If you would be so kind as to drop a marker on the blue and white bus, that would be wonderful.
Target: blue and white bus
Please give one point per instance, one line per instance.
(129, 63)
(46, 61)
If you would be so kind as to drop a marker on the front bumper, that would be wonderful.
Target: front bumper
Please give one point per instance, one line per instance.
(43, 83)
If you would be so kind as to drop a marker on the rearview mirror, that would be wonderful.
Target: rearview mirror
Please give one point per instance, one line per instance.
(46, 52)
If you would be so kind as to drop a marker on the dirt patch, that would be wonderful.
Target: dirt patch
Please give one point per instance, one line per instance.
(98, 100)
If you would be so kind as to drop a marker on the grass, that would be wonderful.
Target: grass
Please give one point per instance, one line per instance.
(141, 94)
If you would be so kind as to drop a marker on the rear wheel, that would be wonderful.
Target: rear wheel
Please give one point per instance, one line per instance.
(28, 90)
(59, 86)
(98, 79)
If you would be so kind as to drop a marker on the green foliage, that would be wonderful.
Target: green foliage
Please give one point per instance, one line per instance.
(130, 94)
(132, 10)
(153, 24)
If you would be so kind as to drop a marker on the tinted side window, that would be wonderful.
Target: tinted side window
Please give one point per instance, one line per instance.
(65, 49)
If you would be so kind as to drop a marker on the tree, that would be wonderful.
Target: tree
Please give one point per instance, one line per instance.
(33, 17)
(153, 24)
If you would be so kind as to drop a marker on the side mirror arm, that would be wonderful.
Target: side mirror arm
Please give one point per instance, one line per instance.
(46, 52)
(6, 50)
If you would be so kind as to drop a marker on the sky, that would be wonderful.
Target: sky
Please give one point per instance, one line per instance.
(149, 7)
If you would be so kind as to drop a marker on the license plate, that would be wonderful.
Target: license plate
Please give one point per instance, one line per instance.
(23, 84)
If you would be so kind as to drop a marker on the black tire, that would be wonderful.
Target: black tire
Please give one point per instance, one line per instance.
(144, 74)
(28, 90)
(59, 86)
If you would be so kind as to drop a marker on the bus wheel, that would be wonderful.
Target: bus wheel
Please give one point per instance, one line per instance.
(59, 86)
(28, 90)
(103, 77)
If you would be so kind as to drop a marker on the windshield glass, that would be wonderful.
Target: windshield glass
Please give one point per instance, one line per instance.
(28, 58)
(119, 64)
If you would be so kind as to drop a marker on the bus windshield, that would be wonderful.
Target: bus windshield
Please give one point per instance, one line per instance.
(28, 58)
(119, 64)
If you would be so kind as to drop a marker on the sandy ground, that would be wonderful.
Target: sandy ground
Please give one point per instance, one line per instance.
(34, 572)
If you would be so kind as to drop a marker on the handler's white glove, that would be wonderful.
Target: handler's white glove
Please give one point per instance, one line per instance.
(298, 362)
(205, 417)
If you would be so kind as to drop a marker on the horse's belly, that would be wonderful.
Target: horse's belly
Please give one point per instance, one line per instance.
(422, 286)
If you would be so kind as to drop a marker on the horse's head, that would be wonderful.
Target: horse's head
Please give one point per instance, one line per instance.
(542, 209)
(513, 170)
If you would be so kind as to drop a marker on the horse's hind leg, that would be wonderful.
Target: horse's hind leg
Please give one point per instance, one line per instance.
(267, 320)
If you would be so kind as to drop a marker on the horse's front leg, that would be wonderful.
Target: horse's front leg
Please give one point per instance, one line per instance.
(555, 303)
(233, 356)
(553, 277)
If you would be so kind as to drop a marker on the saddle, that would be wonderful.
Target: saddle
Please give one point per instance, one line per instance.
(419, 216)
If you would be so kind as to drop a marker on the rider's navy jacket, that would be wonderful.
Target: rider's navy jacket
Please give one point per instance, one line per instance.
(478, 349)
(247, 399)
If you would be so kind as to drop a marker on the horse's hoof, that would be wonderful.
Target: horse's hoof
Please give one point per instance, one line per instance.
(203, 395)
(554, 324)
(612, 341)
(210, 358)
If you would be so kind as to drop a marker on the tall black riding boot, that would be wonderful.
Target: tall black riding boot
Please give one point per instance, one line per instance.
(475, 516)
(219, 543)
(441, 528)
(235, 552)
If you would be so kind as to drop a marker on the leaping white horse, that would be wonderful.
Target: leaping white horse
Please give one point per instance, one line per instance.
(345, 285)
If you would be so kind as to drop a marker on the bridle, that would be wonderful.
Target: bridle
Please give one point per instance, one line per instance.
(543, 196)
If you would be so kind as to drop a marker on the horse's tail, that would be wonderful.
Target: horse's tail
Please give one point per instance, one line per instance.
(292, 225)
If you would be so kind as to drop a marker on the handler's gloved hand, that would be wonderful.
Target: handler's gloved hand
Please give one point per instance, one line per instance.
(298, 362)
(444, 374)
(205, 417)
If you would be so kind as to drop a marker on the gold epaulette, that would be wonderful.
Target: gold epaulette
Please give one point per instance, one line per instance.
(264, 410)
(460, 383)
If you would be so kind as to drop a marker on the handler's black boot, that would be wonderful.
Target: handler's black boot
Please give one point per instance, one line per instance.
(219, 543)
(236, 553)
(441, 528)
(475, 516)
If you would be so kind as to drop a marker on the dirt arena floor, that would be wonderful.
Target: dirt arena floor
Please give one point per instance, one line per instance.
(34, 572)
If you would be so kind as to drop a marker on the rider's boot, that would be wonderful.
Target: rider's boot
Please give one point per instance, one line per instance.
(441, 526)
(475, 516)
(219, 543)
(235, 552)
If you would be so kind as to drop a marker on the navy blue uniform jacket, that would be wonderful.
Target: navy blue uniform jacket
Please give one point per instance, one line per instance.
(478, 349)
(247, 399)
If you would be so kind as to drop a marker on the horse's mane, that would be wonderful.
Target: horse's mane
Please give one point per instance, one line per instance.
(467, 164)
::::::
Format every line of the entries above as a numbered list, leaving out any blank lines.

--- Solution to this exercise ---
1. If you would be so kind as to drop a marker on the blue and white bus, that would be wonderful.
2. Target: blue and white bus
3. Please give one point per instance, one line per instance.
4. (129, 63)
5. (46, 61)
6. If you would be so kind as to drop a marker on the front bumper, that would be wonderful.
7. Target: front bumper
8. Please give one point per instance, one line per instance.
9. (43, 83)
10. If you would be so kind as to drop a marker on the rearview mirror, that would be wonderful.
11. Target: rearview mirror
12. Please give one point per instance, one line per instance.
13. (46, 52)
14. If you would be so kind as to drop a marker on the dirt patch, that would be wonderful.
15. Target: dirt patch
16. Please give one point per instance, one line per instance.
17. (98, 100)
18. If you would be so kind as to drop a marker on the grass, that would be wonderful.
19. Target: grass
20. Please give one point per instance, one line per instance.
21. (141, 94)
22. If you would be so kind as to drop a marker on the rear wheel, that would be wonderful.
23. Target: rear wheel
24. Please give one point per instance, one line per instance.
25. (28, 90)
26. (59, 86)
27. (98, 79)
28. If you would be so kind as to drop a marker on the green foliage, that would be wonderful.
29. Target: green foliage
30. Please give one point per instance, one line per instance.
31. (130, 94)
32. (132, 10)
33. (153, 24)
34. If you would be so kind as to drop a marker on the tinted side window, that would be wonderful.
35. Target: tinted side window
36. Please give one point per instance, one line per instance.
37. (65, 49)
38. If you would be so kind as to drop a marker on the tree, that would be wonderful.
39. Target: tree
40. Please give one point per instance, one line per instance.
41. (33, 17)
42. (153, 24)
43. If you would be so kind as to drop a marker on the side mirror arm, that would be wonderful.
44. Target: side mirror arm
45. Please give one point per instance, one line per instance.
46. (46, 52)
47. (6, 50)
48. If you would be so kind as to drop a marker on the sky, that would be wonderful.
49. Target: sky
50. Please give one point per instance, one line per instance.
51. (149, 7)
52. If you would be so kind as to drop a marker on the license plate, that would be wonderful.
53. Target: license plate
54. Please give one point per instance, one line per instance.
55. (23, 84)
56. If you would be so kind as to drop a marker on the black tire, that would be wonderful.
57. Target: black tire
58. Please give one point per instance, one line per instance.
59. (144, 74)
60. (28, 90)
61. (59, 86)
62. If you would be so kind as to drop a marker on the bus wheel, that would be wonderful.
63. Target: bus wheel
64. Please give one point per instance, one line per instance.
65. (59, 86)
66. (28, 90)
67. (103, 77)
68. If you would be so kind as to drop a marker on the windshield glass, that would be wonderful.
69. Target: windshield glass
70. Please give one point per instance, one line per instance.
71. (28, 58)
72. (119, 64)
73. If you would be so kind as to drop a marker on the bus windshield, that would be wonderful.
74. Target: bus windshield
75. Please give one point per instance, one line per instance.
76. (28, 58)
77. (119, 64)
78. If you would be so kind as to drop a marker on the sandy ground, that would be wonderful.
79. Target: sandy ground
80. Please give one point per instance, one line per instance.
81. (34, 572)
82. If you would be so kind as to drop a marker on the handler's white glove, that would be wonderful.
83. Target: handler's white glove
84. Please give one point per instance, one line per instance.
85. (298, 362)
86. (205, 417)
87. If you would be so kind as to drop a marker on the horse's belly, that would be wonderful.
88. Target: horse's belly
89. Please give one point per instance, one line per instance.
90. (422, 286)
91. If you would be so kind as to drop a marker on the horse's head, that would be wonderful.
92. Target: horse's head
93. Please give one point per instance, one line per instance.
94. (542, 209)
95. (513, 170)
96. If you would be so kind as to drop a marker on the horse's hind leg, that would be wonderful.
97. Target: horse's hind leg
98. Please give one point per instance, one line per instance.
99. (267, 320)
100. If you would be so kind as to drop a marker on the horse's front leg, that would be wonderful.
101. Target: horse's front leg
102. Please give one point per instance, one line per instance.
103. (555, 303)
104. (233, 356)
105. (553, 277)
106. If you would be so kind as to drop a marker on the saddle, that would be wonderful.
107. Target: saddle
108. Please give one point per instance, one line per instance.
109. (419, 216)
110. If you would be so kind as to drop a marker on the rider's navy jacket, that would be wonderful.
111. Target: rider's navy jacket
112. Please give one point per instance, one line per instance.
113. (478, 349)
114. (247, 399)
115. If you would be so kind as to drop a marker on the horse's hoof, that would be wonderful.
116. Target: horse's hoof
117. Please give one point per instance, one line per instance.
118. (203, 395)
119. (554, 324)
120. (612, 341)
121. (210, 358)
122. If you would be so kind as to drop a marker on the tall black riding boot, that would be wonderful.
123. Target: tall black riding boot
124. Please give one point per instance, one line per instance.
125. (475, 516)
126. (219, 543)
127. (441, 528)
128. (235, 552)
129. If you would be so kind as to drop a marker on the leaping white horse, that would be wonderful.
130. Target: leaping white horse
131. Please give one point per instance, one line per instance.
132. (345, 285)
133. If you would be so kind as to drop a marker on the bridle, that would be wonderful.
134. Target: bridle
135. Please give one point per instance, one line per instance.
136. (543, 196)
137. If you would be so kind as to drop a marker on the horse's tail, that would be wonderful.
138. Target: horse's tail
139. Please give one point per instance, one line per instance.
140. (292, 225)
141. If you would be so kind as to drop a marker on the handler's gloved hand, that would be wonderful.
142. Target: handler's gloved hand
143. Please give one point per instance, one line per instance.
144. (298, 362)
145. (444, 374)
146. (205, 417)
147. If you would be so kind as to drop a marker on the gold epaulette, that would be wonderful.
148. Target: gold epaulette
149. Please give one point per instance, one line per instance.
150. (264, 410)
151. (460, 383)
152. If you would be so kind as to drop a marker on the handler's black boot, that would be wonderful.
153. Target: handler's black boot
154. Please give one point per instance, one line per instance.
155. (219, 543)
156. (236, 553)
157. (441, 528)
158. (475, 516)
159. If you would be so kind as to drop a marker on the dirt arena floor, that would be wonderful.
160. Target: dirt arena floor
161. Please give one point per instance, one line per instance.
162. (34, 572)
163. If you would be so kind as to drop a marker on the rider's boot, that would be wonderful.
164. Target: rider's boot
165. Please give one point per instance, one line per instance.
166. (441, 526)
167. (475, 516)
168. (219, 543)
169. (235, 552)
170. If you would be so kind as to drop a marker on the navy blue uniform jacket, that would be wonderful.
171. Target: navy blue uniform jacket
172. Please give one point per instance, one line per instance.
173. (478, 349)
174. (247, 399)
175. If you would be so kind as to drop a marker on the horse's mane, that would be wonderful.
176. Target: horse's mane
177. Please give one point per instance, one line per instance.
178. (467, 164)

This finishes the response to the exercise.